Teks yang Disediakan:
++++
Kendala perijinan penanaman modal di Indonesia, juga menjadi penghambat. Karena
izin investasi tidak dapat dilihat sebagai sesuatu yang berdiri sendiri, tetapi
harus menjadi satu paket dengan izin-izin lain yang secara langsung
maupun tidak langsung mempengaruhi kegiatan usaha dan menentukan untung-ruginya
suatu usaha. Misalnya di sector perhotelan, jumlah izin yang diperlukan
mencapai 37 buah, karena setiap bagian dari hotel harus memiliki izin khusus
dari departemen yang terkait. Kondisi perizinan penanaman modal yang rumit ini,
seringkali membuat para penanam modal membatalkan niatnya untuk berinvestasi di
Indonesia. Meskipun pelayanan terpadu satu pintu sudah diterapkan.
Hasil
survey World Economic Forum (WEF) tahun 2007 menunjukkan, bahwa 8.5% dari
jumlah pengusaha di Indonesia yang menjadi responden mengatakan bahwa
permasalahan utama mereka adalah peraturan ketenagakerjaan yang restriktif,
10.7% mengeluhkan ketidakstabilan kebijakan, dan 16.1% mempermasalahkan
birokrasi yang tidak efisien. Khusus masalah birokrasi, yang tercerminkan oleh
antara lain prosedur administrasi dalam mengurus investasi seperti perizinan,
peraturan atau persyaratan lainnya yang berbelit-belit dan langkah prosedurnya
yang tidak jelas. Hal ini merupakan masalah klasik yang membuat investor enggan
berinvestasi di Indonesia. Sehingga permalahan ini menjadi kendala tertinggi
penanaman modal asing di Indonesia. Masalah ini bukan hanya membuat banyak
waktu yang terbuang, tetapi besarnya biaya yang harus ditanggung oleh pengusaha
atau calon investor. Diantara Negara-negara ASEAN, hasil survey WEF menunjukkan
Indonesia berada pada posisi ke-3 setelah Singapura dengan birokrasi yang
paling efisien atau biaya birokrasi paling murah (tidak hanya di ASEAN tetapi
juga dunia menurut versi WEF) dan Malaysia.
C. PENYELESAIAN
SENGKETA PENANAMAN MODAL
Undang-undang
penanaman modal juga mengatur mengenai penyelesaian sengketa penanaman modal.
Aturan tersebut terdapat dalam bab XV pasal 32. Pasal tersebut berbunyi:
-
Dalam hal terjadi sengketa di bidang penanaman
modal antara pemerintah dengan penenam modal, para pihak terlebih dahulu
menyelesaikan sengketa tersebut melalui mufakat.
-
Dalam hal penyelesaian
sengketa sebagaimana dimaksud pada ayat (1) tidak tercapai, penyelesaian
sengketa tersebut dapat dilakukan melalui arbitrase atau alternative penyelesaian
sengketa atau pengadilan sesuai dengan ketentuan peraturan perundang-undangan.
++++
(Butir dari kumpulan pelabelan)
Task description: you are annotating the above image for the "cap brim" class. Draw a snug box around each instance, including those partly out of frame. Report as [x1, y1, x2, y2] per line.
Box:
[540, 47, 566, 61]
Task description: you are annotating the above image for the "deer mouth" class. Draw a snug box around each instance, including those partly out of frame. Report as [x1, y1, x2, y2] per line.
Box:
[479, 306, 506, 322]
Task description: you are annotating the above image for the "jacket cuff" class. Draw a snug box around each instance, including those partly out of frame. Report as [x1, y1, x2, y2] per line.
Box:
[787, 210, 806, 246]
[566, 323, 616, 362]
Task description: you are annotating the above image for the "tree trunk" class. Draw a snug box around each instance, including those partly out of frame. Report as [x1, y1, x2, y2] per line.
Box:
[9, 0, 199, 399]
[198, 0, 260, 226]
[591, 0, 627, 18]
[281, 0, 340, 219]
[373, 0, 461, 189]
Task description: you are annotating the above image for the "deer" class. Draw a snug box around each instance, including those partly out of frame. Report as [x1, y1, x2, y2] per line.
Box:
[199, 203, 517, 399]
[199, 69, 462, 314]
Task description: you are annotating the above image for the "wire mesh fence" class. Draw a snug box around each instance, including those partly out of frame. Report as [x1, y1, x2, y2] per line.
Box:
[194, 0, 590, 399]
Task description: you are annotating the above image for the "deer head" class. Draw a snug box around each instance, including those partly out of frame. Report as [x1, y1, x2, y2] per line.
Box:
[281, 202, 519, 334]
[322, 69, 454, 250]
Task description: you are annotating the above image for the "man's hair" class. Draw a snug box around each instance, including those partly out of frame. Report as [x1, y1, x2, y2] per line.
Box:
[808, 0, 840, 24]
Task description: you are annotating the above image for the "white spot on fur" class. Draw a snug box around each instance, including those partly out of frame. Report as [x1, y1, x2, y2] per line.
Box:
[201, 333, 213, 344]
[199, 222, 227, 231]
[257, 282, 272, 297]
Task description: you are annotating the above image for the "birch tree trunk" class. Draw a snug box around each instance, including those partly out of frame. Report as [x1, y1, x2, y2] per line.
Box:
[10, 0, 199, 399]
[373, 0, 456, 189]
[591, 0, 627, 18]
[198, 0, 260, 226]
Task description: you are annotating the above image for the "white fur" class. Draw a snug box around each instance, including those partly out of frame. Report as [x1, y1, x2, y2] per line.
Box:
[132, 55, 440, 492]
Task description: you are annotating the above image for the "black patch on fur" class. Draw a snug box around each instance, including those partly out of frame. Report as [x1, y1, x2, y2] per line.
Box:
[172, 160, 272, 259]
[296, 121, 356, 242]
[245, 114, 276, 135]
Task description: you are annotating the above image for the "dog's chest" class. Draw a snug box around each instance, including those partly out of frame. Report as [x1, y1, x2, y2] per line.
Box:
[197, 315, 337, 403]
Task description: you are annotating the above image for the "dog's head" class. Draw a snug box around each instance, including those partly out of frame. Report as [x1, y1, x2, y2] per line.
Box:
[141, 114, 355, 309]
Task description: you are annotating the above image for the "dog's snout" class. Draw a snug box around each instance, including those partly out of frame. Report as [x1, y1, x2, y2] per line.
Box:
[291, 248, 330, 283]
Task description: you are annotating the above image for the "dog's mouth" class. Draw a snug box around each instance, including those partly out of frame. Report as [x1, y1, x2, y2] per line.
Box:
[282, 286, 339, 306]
++++
Tugas yang Dikerjakan:
1. Menurut teks tentang penanaman modal di Indonesia, berapa jumlah izin yang diperlukan di sektor perhotelan?
2. Sambung teks tentang penanaman modal di Indonesia, dimulai setelah kalimat terakhir yang ditampilkan.

Jawaban per Tugas:
1. Di sektor perhotelan, jumlah izin yang diperlukan mencapai 37 buah.

2.
-
Dalam hal terjadi sengketa
dibidang penanaman modal antara pemerintah dengan penanam modal dalam negeri,
para pihak dapat menyelesaikan sengketa tersebut melalui arbitrase berdasarkan
kesepakatan para pihak, dan jika penyelesaian sengketa melalui arbitrase tidak
disepakati, penyelesaian sengketa tersebut akan dilakukan di pengadilan.
-
Dalam hal terjadi sengketa di
bidang penanaman modal asing, para pihak akan menyelesaikan sengketa tersebut
melalui arbitrase internasional yang harus disepakati oleh para pihak.
Kompetensi
absolute arbitrase untuk menyelesakan suatu perkara bergantung pada perjanjian
arbitrase yang dibuat oleh para pihak. Ada dua bentuk perjanjian arbitrase, yakni
factum de compromitendo dan akta kompronis. Di dalam factum de compromitendo,
para pihak yang membuat kesepakatan untuk menyelesaikan sengketa yang mungkin
timbul melalui forum arbitrase. Perjanjian arbitrase ini melekat pada suatu
perjanjian yang dibuat para pihak, seperti perjanjian usaha patungan dan
keagenan. Oleh karena ia merupakan bagian dari suatu perjanjian tertentu, maka
ia disebut sebagai klausul arbitrase.
Pada
saat mereka mengikatkan diri dan menyetujui klausul arbitrase sama sekali belum
terjadi sengketa atau perselisihan. Klausul arbitrase dipersiapkan untuk
mengantisipasi perselisihan yang mungkin timbul pada waktu yang akan dating.
Jadi, sebelum terjadi perselisihan para pihak telah bersepakat dan mengikatkan
diri untuk menyelesaikan perselisihan yang akan terjadi oleh arbitrase.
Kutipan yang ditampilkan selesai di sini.